Continue the natural gas storage and Permian production report, starting after its final sentence.

** PAGE EXCERPT **
+===+
The Energy Information Administration (EIA) reported an 85 Bcf injection into storage inventories for the week ending May 3. The reported build was in line with market expectations and exactly on target with last year’s injection, though it was well above the 72 Bcf five-year average.
While the fresh storage data was viewed by most market observers as neutral, Genscape analyst Eric Fell said the print indicates the market has been about 4.5 Bcf/d loose on a weather-adjusted basis versus the five-year average over the same six-week period.
“Production growth is driving the looser balances” even in the face of demand growth from exports, power generation and industrial sources, he said. “Despite impressive growth across the board, production has still outpaced the collective growth in demand/exports so far.”
Total Lower 48 working gas in underground storage stood at 1,547 Bcf as of May 3, 128 Bcf (9.0%) more than year-ago levels but 303 Bcf (minus 16.4%) below the five-year average. By region, the South Central saw the largest build for the week at 33 Bcf, including 24 Bcf into nonsalt and 10 Bcf into salt stocks. The East injected 20 Bcf, while the Midwest injected 19 Bcf on the week. Farther west, the Mountain region posted a net 3 Bcf weekly injection, while the Pacific injected 10 Bcf, according to EIA.
The Nymex June contract went on to settle Thursday at $2.595, down 1.5 cents.
While current data suggests the market remains significantly oversupplied — to the tune of a projected end-of-season storage level of more than 4 Tcf — recent trends in Permian Basin production could give the market some pause. Permian production has remained subdued following the unprecedented negative pricing seen in late March and early April, although prices have mostly stayed out of negative territory since then.
Prior to April, average Permian monthly production had posted month/month increases in 12 out of 15 months since the beginning of 2018, according to Genscape. From January 2018 through March 2019, monthly average production increased from around 7.2 Bcf/d to around 10.2 Bcf/d, equivalent to an increase of about 200 MMcf/d in each successive month.
However, when prices began to venture into negative territory in late March and fell to unheard-of record lows in early April, production plunged roughly 500 MMcf/d lower month/month from March to April.
“This was the second-largest month/month drop for the basin, behind only the 578 MMcf/d drop from November to December 2015,” Genscape analyst Joseph Bernardi said. “Production has ticked up slightly in the first week of May, coming in about 130 MMcf/d higher than April’s average.”
Apache Corp.’s deferrals at Alpine High have contributed a hefty share of the overall Permian production decline, according to Genscape. April’s monthly average receipts at Alpine High were 78 MMcf/d less than their previous six-month average. The same comparison for total Permian production yields a drop of 246 MMcf/d for April.
“In other words, the drop in El Paso Natural Gas’ receipts from Alpine High is just under one-third (32%) of the total net production decline,” Bernardi said.
+===+
** DATA EXCERPT **

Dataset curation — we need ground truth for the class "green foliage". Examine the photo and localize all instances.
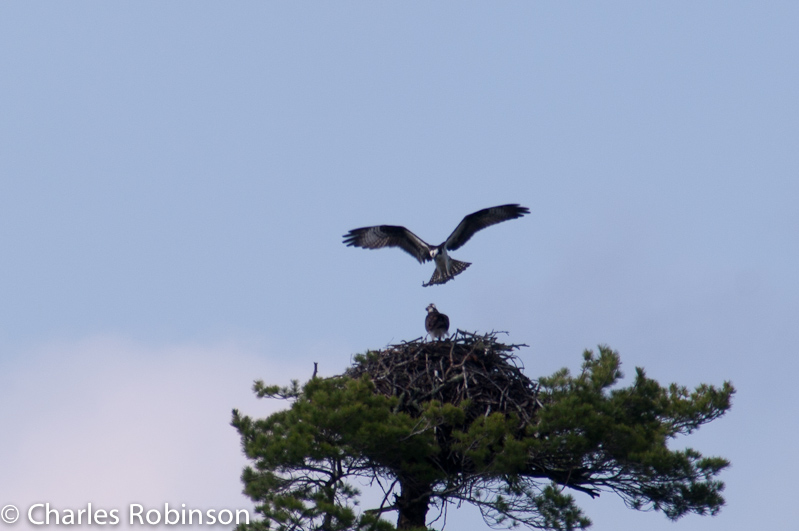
+===+
** REPLY TO THE TASK **
Meanwhile, Appalachia producers are also cutting back on capital spending as persistent low prices have depressed investment returns and market valuations, which will likely temper production increases after a period of “phenomenal growth”, according to credit ratings agency Moody’s Investors Service.
“Exploration and production companies in Appalachia have come under sustained shareholder pressure to improve their capital discipline amid lower natural gas prices that cap margins and returns,” said Moody’s senior credit officer Elena Nadtotchi. “In response, most natural gas producers in the region are cutting growth investment to manage their businesses within operating cash flow.”
Improved access to cheap midstream infrastructure will be a key driver for future margin growth, and companies with low gathering and processing costs and solid pipeline arrangements will be better able to access more attractive markets and thereby maximize realized prices, according to Moody’s. Meanwhile, Appalachian producers will seek to maintain and improve drilling efficiencies and may focus on developing their higher-margin, liquids-rich acreage to maximize price realizations, the firm said.
Indeed, as part of its continued transformation into an oil-focused producer, Chesapeake Energy Corp. indicated on Thursday that it plans to run only three rigs on its natural gas assets in the second half of the year. That’s despite a record gross production level of 2.5 Bcf/d in Pennsylvania in January, resulting in average net Marcellus production of 948 MMcf/d during the first quarter.
Southwestern Energy and Range Resources Corp. have also both announced year/year capital expenditure cuts and substantially lowered their production guidance for 2019 to live within cash flows. This slowdown is reflected in the steady decline in the number of drilled but uncompleted wells, which have fallen nearly 60% since 2015 as production has grown around 70%, according to Barclays Commodities Research. Pennsylvania well permits also dropped by about a third in 1Q2019.
“Lower activity feeds our thesis that sequential Appalachian production growth will be limited to less than 1 Bcf/d through 4Q2019,” Barclays said.
Continued pipeline maintenance in Western Canada that has restricted exports left NOVA/AECO C prompt-month prices in the red for the May 2-8 period, according to Forward Look. June prices fell 2 cents during that time to average 66.6 cents, while July rose 2 cents to 74.1 cents. The balance of summer was up a penny to 85 cents, and the winter strip climbed a more meaningful 6 cents to $1.61.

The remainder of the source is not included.